**Instructions to follow**
Starting from the first line, transcribe the whole listing exactly.

**Source material**
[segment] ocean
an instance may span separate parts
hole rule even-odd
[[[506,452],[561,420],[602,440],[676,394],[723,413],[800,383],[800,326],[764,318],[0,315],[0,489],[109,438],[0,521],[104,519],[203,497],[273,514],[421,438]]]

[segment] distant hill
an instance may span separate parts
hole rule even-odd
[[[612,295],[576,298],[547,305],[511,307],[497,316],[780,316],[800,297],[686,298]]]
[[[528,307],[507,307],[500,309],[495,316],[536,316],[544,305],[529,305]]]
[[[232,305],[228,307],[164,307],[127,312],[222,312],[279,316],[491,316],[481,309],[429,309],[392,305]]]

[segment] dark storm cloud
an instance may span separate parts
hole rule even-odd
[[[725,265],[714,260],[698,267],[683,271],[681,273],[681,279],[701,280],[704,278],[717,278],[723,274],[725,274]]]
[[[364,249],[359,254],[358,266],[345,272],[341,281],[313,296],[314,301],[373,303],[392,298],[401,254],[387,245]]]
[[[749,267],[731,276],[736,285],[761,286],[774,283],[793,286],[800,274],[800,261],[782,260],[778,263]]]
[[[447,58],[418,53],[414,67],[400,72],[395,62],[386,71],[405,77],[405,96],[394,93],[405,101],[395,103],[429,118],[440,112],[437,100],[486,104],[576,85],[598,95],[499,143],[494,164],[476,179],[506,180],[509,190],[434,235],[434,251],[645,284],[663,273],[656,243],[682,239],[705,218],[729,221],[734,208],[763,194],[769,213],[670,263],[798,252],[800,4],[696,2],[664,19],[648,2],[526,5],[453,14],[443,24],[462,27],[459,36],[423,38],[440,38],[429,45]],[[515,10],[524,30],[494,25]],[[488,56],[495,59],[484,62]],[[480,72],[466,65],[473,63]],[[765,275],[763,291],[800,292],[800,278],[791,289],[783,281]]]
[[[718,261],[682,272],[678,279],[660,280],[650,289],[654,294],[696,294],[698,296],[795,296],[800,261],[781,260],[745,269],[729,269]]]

**Exercise output**
[segment] ocean
an instance may span separate parts
hole rule even-odd
[[[506,452],[561,420],[602,440],[676,394],[723,413],[800,383],[800,326],[764,318],[0,315],[0,489],[109,438],[0,521],[104,519],[203,497],[273,514],[421,438]]]

[segment] distant hill
an instance may span separate parts
hole rule even-odd
[[[612,295],[576,298],[547,305],[511,307],[497,316],[780,316],[800,297],[686,298]]]
[[[528,307],[507,307],[500,309],[495,316],[536,316],[544,305],[529,305]]]
[[[232,305],[228,307],[164,307],[127,312],[222,312],[279,316],[491,316],[481,309],[429,309],[392,305]]]

[segment] dark storm cloud
an instance may span separate parts
hole rule even-odd
[[[725,265],[714,260],[698,267],[683,271],[681,273],[681,279],[701,280],[704,278],[717,278],[723,274],[725,274]]]
[[[364,249],[359,254],[358,266],[345,272],[341,281],[313,296],[314,301],[373,303],[392,298],[401,254],[387,245]]]
[[[749,267],[731,276],[736,285],[761,286],[774,283],[793,286],[800,274],[800,261],[782,260],[778,263]]]
[[[447,58],[418,53],[414,67],[400,72],[395,62],[386,71],[405,77],[405,96],[394,93],[405,101],[395,103],[429,118],[440,112],[437,100],[486,104],[576,85],[598,95],[499,143],[494,164],[476,179],[506,180],[509,190],[434,235],[434,251],[645,284],[663,273],[656,243],[682,239],[705,218],[729,221],[734,208],[763,194],[769,213],[670,263],[798,252],[800,4],[696,2],[664,19],[648,2],[526,5],[453,14],[443,24],[462,27],[459,36],[423,38],[440,38],[429,45]],[[515,10],[524,30],[494,25]],[[488,56],[495,59],[484,62]],[[480,72],[466,65],[473,63]],[[765,275],[763,291],[800,292],[800,278],[791,289],[783,281]]]
[[[718,261],[682,272],[678,279],[660,280],[650,289],[654,294],[696,294],[698,296],[795,296],[800,261],[781,260],[745,269],[729,269]]]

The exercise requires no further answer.